Collection entries:
- - -

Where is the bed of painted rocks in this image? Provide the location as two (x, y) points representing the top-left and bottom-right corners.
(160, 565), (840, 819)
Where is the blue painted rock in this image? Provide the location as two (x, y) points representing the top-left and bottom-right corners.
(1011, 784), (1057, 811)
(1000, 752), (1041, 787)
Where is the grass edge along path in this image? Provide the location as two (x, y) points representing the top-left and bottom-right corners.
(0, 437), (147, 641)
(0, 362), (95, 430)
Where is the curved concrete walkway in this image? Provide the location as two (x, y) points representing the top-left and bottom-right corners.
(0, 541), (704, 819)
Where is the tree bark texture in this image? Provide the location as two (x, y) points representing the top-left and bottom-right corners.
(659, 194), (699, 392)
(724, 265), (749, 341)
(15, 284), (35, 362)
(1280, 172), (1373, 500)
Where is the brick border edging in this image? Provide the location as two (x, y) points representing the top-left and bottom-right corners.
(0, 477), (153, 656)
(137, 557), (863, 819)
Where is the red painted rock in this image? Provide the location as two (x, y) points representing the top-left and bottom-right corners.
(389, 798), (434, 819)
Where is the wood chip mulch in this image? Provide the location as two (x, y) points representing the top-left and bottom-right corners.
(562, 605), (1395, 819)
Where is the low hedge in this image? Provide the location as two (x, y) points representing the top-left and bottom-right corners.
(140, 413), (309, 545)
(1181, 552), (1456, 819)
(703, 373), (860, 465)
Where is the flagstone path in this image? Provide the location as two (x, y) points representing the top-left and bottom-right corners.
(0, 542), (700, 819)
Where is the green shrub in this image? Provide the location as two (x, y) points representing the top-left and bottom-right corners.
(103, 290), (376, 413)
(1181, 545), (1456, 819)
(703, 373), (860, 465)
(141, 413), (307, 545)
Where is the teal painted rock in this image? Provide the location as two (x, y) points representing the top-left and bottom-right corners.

- - -

* WRITTEN REQUEST *
Rewrite everything from the line containing "Where is the flagstone" down to the end of the records above as a Markdown table with the columns "Row" and "Line," numbering each row and omitting blank lines.

* ANSWER TO THE PROBLEM *
| Row | Line |
|---|---|
| 1 | Where is the flagstone path in this image? Provide the location as two (x, y) points representing the top-left and bottom-right corners. |
| 2 | (0, 542), (700, 819) |
| 3 | Where is the green shrub in this image? Provide the location as two (x, y) points representing the top-left and bottom-right corners. |
| 4 | (103, 290), (376, 413) |
| 5 | (1181, 545), (1456, 819) |
| 6 | (703, 373), (860, 465) |
| 7 | (141, 413), (307, 545) |
| 8 | Where is the teal painted rock in this image? Provide the location as two (x, y) points representing the top-left and bottom-right corners. |